You can expect a sign on the river and a flat patch to pitch a tent. That's it.
No potty. Bring a shovel to bury your business.
No trash can. Haul out your own garbage.
And no fresh water.
The site is only accessible via the river. No road access. It's about a 1.5 miles downstream of the state launch site on County Road 650 West, which is north of North Judson and at the southwest tip of the Kankakee State Fish and Wildlife Area.
Plath says NWIPA is looking at another site or two downstream that could be turned into camping -- maybe this year.
- ADA accessible launch: NWIPA is working with Michigan City to install a handicapped-accessible launch for canoes and kayaks on Trail Creek at the city's Hansen Park, which is near the Blue Chip Casino.
It won't go in until after July. It would be a floating dock where a person could shift off his or her wheelchair onto a bench, then scoot onto a boat, then slide the boat down a ramp and into the water.
"We have a lot of senior citizens and some amputees who paddle with us," Plath says.
It's not cheap, so the city and NWIPA want to see much it gets used, then see if there are cheaper ways to do it in the future. It will cost a total of $86,000, which includes $25,000 for the dock itself, Plath says. Half will be paid for with a grant from the Indiana Department of Natural Resources and half by the city, he says.
For now, you can put a boat in at the park along a muddy, stony shore.
From there on, Trail Creek is a pretty float into the woods. The current is gentle enough so that you can paddle out and paddle back.

---

● **Exercise aim**:
Return the part of the paddling text from "No potty. Bring" to "maybe this year.", word for word.

---

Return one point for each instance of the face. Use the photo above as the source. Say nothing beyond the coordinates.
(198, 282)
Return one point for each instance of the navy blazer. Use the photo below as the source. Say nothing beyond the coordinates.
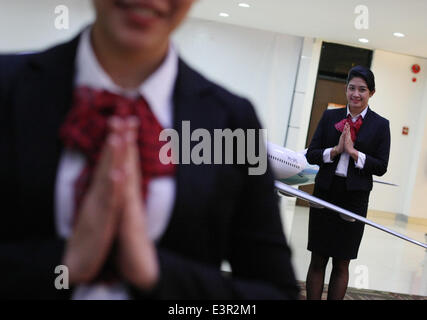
(220, 212)
(373, 140)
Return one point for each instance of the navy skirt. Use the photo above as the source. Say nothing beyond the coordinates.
(329, 235)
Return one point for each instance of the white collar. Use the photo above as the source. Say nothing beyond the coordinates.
(363, 113)
(157, 89)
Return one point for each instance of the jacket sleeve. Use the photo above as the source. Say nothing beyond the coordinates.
(377, 162)
(27, 267)
(259, 255)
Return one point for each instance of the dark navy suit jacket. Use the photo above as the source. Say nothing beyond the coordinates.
(373, 140)
(220, 211)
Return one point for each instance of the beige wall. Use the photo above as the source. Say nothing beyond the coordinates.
(402, 102)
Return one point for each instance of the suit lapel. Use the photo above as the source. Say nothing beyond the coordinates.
(195, 184)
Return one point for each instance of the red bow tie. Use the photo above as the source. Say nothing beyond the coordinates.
(354, 126)
(85, 129)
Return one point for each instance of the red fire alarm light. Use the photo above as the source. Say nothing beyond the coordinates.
(416, 68)
(405, 131)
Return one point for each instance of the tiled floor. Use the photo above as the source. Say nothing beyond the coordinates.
(385, 263)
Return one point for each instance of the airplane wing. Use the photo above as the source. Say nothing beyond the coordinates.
(287, 190)
(387, 183)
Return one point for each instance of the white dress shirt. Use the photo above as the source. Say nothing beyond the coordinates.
(158, 91)
(343, 163)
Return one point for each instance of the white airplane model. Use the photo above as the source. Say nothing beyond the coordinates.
(292, 168)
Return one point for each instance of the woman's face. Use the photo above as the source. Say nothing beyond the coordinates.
(358, 94)
(140, 24)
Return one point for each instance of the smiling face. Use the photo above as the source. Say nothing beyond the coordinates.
(358, 95)
(139, 24)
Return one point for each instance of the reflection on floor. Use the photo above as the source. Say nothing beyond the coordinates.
(385, 263)
(363, 294)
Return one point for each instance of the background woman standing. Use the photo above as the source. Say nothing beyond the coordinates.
(350, 145)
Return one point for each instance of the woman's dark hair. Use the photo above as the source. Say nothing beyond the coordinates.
(364, 73)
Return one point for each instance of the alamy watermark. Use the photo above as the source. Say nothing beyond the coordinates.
(62, 280)
(361, 280)
(224, 146)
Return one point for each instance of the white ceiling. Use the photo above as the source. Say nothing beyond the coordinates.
(330, 20)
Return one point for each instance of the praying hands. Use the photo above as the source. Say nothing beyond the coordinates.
(113, 210)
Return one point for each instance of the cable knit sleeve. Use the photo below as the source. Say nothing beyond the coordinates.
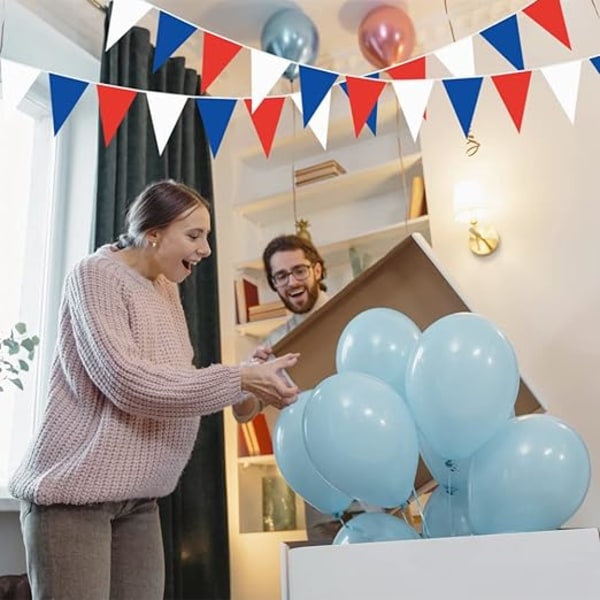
(105, 346)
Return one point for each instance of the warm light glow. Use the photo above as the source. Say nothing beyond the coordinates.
(468, 201)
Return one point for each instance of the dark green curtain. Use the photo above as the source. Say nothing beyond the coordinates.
(194, 517)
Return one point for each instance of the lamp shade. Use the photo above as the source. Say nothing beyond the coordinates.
(468, 201)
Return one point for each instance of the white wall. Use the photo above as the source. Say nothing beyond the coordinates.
(30, 41)
(542, 286)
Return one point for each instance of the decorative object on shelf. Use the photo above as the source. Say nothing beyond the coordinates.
(290, 34)
(318, 172)
(279, 504)
(302, 229)
(17, 351)
(256, 436)
(267, 310)
(470, 207)
(472, 145)
(359, 262)
(418, 204)
(246, 297)
(386, 36)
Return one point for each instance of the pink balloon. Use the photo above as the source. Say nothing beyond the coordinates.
(386, 36)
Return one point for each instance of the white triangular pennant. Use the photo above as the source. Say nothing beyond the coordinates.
(458, 57)
(165, 110)
(319, 122)
(17, 79)
(123, 16)
(564, 81)
(266, 69)
(413, 96)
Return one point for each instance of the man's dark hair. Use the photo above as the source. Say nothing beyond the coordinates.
(285, 243)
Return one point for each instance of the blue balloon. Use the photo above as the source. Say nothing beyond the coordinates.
(290, 34)
(450, 473)
(297, 468)
(374, 527)
(446, 514)
(461, 383)
(361, 437)
(379, 342)
(531, 476)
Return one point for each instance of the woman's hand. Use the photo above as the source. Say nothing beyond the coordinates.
(260, 354)
(266, 381)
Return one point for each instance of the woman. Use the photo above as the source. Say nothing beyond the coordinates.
(124, 407)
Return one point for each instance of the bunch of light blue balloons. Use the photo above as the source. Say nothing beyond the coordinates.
(446, 394)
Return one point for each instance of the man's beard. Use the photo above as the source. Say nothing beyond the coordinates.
(313, 295)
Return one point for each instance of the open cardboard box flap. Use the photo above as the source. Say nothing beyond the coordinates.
(406, 279)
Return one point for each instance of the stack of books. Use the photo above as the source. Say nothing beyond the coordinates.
(318, 172)
(267, 310)
(254, 437)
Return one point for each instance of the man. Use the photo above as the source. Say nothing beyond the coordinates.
(295, 271)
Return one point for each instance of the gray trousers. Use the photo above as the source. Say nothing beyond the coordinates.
(105, 551)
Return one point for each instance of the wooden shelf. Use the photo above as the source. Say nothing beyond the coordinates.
(378, 241)
(344, 189)
(260, 329)
(262, 460)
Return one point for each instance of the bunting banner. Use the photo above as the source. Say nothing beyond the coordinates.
(409, 80)
(218, 51)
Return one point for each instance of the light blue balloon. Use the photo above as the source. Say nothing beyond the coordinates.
(290, 34)
(531, 476)
(446, 514)
(379, 342)
(374, 527)
(361, 437)
(451, 474)
(295, 464)
(461, 383)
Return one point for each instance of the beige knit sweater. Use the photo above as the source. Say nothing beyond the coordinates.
(124, 400)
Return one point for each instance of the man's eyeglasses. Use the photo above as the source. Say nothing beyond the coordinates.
(300, 273)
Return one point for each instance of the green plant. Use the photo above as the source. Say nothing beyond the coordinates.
(17, 351)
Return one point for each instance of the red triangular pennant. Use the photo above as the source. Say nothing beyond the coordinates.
(413, 69)
(513, 89)
(265, 119)
(217, 53)
(549, 15)
(114, 102)
(363, 95)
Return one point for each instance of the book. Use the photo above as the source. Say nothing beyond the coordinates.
(257, 436)
(418, 206)
(246, 296)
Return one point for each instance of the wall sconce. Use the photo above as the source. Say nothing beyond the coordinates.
(470, 207)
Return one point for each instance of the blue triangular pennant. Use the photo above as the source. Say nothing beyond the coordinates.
(504, 37)
(171, 33)
(215, 114)
(463, 94)
(314, 85)
(372, 120)
(64, 93)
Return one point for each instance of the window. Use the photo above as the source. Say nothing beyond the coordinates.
(26, 214)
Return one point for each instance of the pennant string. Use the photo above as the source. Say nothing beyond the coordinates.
(402, 169)
(2, 25)
(293, 153)
(450, 20)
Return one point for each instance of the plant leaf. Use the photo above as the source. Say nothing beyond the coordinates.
(17, 382)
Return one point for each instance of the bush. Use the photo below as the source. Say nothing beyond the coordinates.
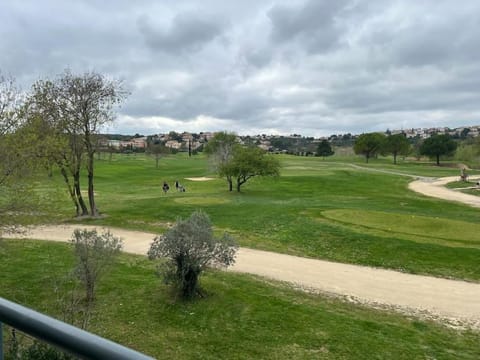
(94, 254)
(189, 248)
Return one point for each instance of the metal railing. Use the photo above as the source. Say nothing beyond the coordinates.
(68, 338)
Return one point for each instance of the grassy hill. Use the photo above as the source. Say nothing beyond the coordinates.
(336, 209)
(242, 316)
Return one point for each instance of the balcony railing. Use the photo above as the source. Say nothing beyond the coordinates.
(66, 337)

---

● **Written solution**:
No potty. Bring a shovel to bury your business.
No trash can. Haul out your own garbage.
And no fresh water.
The site is only accessible via the river. No road access. It's about a 1.5 miles downstream of the state launch site on County Road 650 West, which is north of North Judson and at the southwest tip of the Kankakee State Fish and Wildlife Area.
Plath says NWIPA is looking at another site or two downstream that could be turned into camping -- maybe this year.